> _DATA SECTION_
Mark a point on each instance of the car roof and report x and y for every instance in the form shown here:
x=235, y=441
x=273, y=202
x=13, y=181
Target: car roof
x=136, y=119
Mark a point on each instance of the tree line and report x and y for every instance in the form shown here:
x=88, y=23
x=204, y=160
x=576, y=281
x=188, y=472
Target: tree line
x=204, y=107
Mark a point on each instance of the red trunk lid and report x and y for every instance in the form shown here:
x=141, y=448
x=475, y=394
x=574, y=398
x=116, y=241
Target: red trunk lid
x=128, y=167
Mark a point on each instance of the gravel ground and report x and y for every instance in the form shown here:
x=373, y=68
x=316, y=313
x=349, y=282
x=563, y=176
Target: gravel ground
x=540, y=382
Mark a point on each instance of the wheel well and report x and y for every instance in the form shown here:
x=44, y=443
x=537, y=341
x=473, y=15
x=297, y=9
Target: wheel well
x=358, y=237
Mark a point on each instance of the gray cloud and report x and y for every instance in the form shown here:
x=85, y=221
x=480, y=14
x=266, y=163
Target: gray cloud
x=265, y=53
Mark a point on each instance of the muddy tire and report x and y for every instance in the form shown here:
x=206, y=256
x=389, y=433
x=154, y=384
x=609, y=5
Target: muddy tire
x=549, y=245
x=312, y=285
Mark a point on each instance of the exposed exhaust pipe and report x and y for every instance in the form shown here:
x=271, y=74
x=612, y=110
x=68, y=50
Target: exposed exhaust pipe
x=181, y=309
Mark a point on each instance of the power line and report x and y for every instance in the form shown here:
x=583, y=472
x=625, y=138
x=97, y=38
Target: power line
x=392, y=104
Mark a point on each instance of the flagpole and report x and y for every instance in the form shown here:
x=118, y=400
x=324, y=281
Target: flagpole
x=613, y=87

==

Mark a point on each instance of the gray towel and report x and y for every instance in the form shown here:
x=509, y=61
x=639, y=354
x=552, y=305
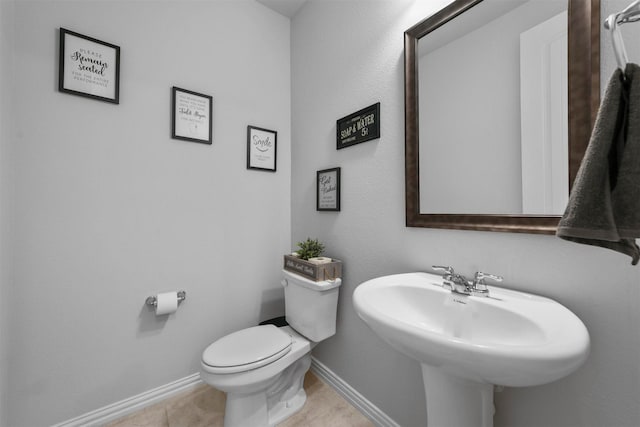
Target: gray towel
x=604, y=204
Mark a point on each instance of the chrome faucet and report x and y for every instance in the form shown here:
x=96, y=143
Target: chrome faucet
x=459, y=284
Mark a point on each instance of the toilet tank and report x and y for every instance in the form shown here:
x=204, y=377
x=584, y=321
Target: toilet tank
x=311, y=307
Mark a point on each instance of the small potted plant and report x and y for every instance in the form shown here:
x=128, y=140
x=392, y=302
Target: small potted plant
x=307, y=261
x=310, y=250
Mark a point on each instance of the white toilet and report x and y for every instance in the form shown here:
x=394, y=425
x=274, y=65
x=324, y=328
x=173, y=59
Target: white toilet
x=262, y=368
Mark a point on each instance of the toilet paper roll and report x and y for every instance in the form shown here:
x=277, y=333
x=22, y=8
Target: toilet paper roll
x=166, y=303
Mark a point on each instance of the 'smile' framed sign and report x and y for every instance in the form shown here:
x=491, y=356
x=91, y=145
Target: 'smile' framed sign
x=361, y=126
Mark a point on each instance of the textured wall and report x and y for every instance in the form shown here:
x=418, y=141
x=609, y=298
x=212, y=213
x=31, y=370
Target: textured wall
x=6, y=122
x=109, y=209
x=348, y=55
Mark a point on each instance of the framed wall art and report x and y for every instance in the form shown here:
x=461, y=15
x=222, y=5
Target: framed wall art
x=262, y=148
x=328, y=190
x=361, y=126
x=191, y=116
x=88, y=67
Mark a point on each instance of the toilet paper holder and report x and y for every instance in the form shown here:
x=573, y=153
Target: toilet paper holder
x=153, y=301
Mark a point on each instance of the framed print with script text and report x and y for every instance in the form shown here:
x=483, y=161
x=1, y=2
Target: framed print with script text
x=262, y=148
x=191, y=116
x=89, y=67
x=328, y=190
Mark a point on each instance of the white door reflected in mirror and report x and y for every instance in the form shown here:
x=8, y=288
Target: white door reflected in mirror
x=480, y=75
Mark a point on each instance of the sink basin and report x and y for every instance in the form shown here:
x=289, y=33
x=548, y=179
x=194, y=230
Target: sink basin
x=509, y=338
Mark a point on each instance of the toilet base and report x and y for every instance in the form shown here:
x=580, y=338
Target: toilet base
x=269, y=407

* * *

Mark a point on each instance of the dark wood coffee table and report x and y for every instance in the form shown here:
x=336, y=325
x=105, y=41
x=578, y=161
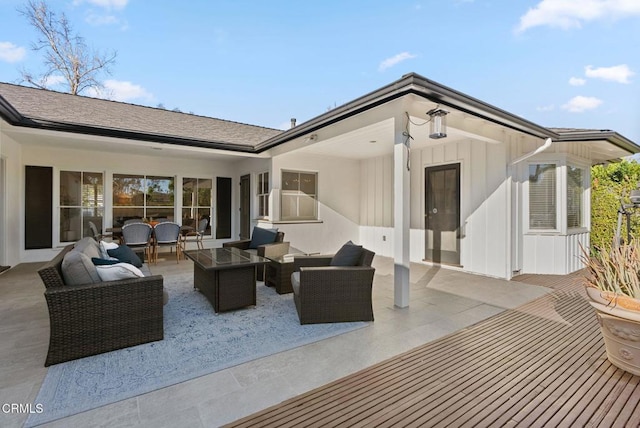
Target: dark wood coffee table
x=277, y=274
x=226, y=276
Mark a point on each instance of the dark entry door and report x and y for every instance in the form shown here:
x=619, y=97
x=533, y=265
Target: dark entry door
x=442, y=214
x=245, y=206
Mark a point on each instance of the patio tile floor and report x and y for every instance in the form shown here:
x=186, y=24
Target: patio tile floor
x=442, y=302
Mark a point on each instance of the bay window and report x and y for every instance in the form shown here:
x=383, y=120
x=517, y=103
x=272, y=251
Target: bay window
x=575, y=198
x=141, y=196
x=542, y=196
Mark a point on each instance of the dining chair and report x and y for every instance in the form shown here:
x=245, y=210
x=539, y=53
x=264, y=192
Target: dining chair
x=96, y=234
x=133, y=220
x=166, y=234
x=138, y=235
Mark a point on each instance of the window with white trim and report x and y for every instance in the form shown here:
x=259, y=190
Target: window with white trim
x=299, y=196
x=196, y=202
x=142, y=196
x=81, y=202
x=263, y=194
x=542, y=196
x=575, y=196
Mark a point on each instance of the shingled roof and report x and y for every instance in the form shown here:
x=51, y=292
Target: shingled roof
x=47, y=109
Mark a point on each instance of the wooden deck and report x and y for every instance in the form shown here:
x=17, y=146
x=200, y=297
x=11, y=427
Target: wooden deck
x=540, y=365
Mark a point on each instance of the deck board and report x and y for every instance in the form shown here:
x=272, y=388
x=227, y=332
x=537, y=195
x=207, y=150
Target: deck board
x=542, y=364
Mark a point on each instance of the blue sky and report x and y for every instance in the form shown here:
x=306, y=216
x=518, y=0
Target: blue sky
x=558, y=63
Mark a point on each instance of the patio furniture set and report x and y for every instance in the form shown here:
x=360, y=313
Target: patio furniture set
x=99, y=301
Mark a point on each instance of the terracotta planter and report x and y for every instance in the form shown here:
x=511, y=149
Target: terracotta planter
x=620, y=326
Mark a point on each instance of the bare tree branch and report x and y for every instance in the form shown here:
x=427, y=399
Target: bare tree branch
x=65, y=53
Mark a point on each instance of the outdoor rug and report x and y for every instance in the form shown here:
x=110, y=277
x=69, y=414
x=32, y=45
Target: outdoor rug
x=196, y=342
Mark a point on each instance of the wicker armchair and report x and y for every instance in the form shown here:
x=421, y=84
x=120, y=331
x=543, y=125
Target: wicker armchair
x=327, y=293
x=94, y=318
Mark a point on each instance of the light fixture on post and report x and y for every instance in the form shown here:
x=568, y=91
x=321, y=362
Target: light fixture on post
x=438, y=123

> _WORK TO BE COMPLETED_
Take from the material above the lines running from the one with "Mark a point on each instance of the car" through the one with "x=475, y=394", and repeat them exactly, with nothing else.

> _OUTPUT FOR THIS EXERCISE_
Mark a point on each instance of the car roof and report x and y for every instance in the form shown here:
x=235, y=441
x=273, y=202
x=13, y=181
Target: car roof
x=136, y=119
Mark a point on each instance of the tree line and report x and y for every instance in the form shown here:
x=88, y=23
x=204, y=160
x=576, y=281
x=188, y=472
Target: tree line
x=204, y=107
Mark a point on each instance of the red trunk lid and report x and y for every instance in the form shown here:
x=141, y=448
x=475, y=394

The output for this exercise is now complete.